REQUEST A: List every term on the Keywords line of the SAFA-SNN paper summary below.

SAFA-SNN: Sparse-aware Fast Adaptive Spiking Neural Network for On-device Few-Shot Class-Incremental Learning¶

Conference: ICLR 2026
OpenReview: https://openreview.net/forum?id=9jcB40wjk3
Code: https://github.com/ZhangHuiJing2020/SAFA-SNN
Area: Model Compression / On-device Learning / Spiking Neural Networks / Class-Incremental Learning
Keywords: Spiking Neural Networks, Few-Shot Class-Incremental Learning, On-device Learning, Dynamic Threshold, Zero-order Optimization

TL;DR¶

This paper proposes SAFA-SNN, which utilizes a "sparse-aware dynamic threshold + zero-order optimization + prototype orthogonal subspace projection" toolkit to enable Spiking Neural Networks (SNNs) to perform Few-Shot Class-Incremental Learning (FSCIL) on resource-constrained edge devices. It achieves a 4.01% higher accuracy than the second-best method in the final session of Mini-ImageNet and reduces training energy consumption by approximately 20% on CIFAR-100.

Background & Motivation¶

Background: Edge devices need to continuously learn from streaming new class data with extremely few samples under privacy constraints and high labeling costs, a task known as on-device FSCIL. Existing mainstream FSCIL solutions are primarily based on Parameter-Efficient Fine-Tuning (PEFT) of Artificial Neural Networks (ANNs), which freeze a large pre-trained backbone and only fine-tune a small number of prompts or parameters.

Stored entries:
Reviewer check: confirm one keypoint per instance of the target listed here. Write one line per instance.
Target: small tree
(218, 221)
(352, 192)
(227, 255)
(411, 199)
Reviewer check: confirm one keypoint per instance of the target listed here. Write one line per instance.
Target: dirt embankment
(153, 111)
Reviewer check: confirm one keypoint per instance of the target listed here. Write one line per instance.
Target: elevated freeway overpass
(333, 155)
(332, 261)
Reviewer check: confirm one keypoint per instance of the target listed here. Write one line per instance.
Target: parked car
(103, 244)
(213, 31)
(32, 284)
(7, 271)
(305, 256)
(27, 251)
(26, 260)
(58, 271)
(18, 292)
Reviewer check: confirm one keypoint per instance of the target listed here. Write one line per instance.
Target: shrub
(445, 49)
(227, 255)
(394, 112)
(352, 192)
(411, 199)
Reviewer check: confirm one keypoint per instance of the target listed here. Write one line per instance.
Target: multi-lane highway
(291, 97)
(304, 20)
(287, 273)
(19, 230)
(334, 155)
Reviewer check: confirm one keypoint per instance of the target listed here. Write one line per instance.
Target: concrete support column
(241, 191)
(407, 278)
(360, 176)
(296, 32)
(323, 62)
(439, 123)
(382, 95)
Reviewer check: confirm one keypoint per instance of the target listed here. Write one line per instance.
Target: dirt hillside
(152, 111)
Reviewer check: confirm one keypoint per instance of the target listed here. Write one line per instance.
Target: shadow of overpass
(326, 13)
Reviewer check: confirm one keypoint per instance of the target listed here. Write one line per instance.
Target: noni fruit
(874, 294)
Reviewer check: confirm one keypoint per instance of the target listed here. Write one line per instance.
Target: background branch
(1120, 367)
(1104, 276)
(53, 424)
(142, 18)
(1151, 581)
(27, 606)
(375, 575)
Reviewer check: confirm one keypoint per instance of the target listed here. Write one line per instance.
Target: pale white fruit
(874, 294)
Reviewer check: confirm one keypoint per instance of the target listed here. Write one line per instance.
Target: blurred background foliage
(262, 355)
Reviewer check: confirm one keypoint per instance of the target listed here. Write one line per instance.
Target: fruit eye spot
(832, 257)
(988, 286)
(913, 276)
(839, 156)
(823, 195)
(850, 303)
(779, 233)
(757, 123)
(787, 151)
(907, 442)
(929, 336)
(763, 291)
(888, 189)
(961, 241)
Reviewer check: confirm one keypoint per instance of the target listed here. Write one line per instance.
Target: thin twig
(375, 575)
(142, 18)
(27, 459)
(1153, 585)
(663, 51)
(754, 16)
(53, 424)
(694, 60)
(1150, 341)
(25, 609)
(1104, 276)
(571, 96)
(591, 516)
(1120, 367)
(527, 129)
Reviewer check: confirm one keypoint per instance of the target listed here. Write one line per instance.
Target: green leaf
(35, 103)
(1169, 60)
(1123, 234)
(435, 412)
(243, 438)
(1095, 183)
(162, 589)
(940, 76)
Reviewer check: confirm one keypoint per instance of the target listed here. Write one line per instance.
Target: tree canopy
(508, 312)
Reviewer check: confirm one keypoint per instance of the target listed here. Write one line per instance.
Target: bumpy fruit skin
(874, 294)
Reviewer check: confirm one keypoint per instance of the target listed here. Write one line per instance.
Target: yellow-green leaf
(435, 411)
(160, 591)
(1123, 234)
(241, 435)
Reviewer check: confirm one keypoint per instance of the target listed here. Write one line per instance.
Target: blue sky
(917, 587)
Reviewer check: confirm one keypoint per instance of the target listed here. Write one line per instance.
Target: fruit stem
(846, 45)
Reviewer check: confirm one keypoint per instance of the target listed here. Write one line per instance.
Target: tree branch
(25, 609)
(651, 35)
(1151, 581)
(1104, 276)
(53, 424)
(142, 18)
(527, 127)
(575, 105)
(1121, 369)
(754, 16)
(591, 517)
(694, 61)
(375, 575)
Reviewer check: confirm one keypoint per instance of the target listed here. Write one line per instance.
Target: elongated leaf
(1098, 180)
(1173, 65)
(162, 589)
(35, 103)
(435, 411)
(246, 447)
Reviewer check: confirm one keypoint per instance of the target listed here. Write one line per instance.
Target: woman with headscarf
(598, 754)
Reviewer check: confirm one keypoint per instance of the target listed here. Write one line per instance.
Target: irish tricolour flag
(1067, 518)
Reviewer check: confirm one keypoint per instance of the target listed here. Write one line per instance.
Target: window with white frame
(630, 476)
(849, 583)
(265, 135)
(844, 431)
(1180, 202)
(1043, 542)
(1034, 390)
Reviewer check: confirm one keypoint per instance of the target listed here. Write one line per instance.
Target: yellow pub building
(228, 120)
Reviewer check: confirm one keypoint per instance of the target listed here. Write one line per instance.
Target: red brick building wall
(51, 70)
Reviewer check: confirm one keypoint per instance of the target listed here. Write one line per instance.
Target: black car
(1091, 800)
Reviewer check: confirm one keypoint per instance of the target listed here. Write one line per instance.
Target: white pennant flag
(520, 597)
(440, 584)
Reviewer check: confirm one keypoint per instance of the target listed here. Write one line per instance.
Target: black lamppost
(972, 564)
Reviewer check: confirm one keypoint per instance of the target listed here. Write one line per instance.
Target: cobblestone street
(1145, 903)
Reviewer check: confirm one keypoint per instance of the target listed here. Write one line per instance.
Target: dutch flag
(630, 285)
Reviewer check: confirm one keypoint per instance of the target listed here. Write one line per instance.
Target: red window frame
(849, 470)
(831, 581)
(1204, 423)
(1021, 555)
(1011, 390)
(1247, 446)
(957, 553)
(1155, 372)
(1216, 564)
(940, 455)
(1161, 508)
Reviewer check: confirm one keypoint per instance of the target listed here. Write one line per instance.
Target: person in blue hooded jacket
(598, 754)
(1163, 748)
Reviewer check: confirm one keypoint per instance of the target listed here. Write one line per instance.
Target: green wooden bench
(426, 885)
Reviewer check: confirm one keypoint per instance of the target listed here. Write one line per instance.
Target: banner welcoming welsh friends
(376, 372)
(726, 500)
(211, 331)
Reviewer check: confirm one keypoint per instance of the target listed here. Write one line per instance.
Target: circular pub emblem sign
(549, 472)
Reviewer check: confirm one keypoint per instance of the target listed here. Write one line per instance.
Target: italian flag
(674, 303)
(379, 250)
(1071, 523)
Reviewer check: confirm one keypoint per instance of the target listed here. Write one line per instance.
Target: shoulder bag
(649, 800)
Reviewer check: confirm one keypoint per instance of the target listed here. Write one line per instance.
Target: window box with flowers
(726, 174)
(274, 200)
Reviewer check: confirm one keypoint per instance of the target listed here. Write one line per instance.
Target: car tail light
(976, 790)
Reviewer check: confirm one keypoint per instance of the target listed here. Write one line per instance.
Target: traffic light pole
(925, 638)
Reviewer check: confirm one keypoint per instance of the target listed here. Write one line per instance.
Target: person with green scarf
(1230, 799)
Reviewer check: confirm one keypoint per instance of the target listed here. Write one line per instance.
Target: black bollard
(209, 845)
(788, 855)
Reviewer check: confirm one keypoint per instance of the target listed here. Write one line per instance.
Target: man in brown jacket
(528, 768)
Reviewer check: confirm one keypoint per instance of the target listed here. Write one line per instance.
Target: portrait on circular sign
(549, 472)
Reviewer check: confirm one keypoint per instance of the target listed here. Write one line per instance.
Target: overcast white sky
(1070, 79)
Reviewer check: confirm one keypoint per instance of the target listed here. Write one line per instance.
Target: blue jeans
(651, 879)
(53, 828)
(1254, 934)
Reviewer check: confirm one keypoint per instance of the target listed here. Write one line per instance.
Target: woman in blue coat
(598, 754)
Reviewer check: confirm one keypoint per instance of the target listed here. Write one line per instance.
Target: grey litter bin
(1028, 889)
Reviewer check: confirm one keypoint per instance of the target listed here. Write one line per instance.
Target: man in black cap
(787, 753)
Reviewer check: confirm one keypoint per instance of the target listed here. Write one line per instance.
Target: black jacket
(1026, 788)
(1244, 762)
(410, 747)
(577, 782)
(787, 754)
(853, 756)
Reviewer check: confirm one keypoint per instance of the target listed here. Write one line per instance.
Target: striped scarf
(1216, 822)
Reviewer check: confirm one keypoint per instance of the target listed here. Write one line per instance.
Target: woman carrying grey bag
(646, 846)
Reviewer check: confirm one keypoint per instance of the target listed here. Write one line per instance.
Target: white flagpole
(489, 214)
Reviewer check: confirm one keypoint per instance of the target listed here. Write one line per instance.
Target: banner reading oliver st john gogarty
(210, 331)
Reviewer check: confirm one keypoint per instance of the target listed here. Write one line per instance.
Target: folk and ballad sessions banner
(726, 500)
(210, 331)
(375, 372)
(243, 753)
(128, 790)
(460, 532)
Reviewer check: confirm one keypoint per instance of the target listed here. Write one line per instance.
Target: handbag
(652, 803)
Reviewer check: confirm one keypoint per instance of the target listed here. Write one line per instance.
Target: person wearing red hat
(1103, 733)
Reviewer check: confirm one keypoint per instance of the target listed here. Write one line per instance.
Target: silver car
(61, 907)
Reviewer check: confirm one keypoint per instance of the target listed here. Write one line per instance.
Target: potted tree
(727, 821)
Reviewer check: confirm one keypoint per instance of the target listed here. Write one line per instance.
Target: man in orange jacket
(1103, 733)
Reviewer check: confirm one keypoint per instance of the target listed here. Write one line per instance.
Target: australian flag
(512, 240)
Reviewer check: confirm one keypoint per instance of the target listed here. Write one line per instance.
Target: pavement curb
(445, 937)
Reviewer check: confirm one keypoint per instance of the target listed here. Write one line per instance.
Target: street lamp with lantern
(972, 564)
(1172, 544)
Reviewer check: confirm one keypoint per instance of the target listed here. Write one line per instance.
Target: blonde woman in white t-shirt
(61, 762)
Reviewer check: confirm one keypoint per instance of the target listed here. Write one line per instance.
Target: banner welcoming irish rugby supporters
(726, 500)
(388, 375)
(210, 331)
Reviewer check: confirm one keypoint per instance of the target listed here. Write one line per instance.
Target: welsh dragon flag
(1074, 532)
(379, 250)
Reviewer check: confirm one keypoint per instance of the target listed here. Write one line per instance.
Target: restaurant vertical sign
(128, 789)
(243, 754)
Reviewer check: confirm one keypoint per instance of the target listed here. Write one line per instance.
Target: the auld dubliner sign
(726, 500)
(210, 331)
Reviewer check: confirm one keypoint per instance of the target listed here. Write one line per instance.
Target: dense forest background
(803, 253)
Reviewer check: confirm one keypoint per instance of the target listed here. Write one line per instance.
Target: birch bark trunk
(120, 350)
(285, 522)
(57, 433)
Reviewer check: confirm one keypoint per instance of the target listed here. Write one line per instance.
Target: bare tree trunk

REQUEST B: How many lines of the listing above contain the string "window"? Give only the number.

FULL ANSWER A:
Spiking Neural Networks
Few-Shot Class-Incremental Learning
On-device Learning
Dynamic Threshold
Zero-order Optimization

FULL ANSWER B: 3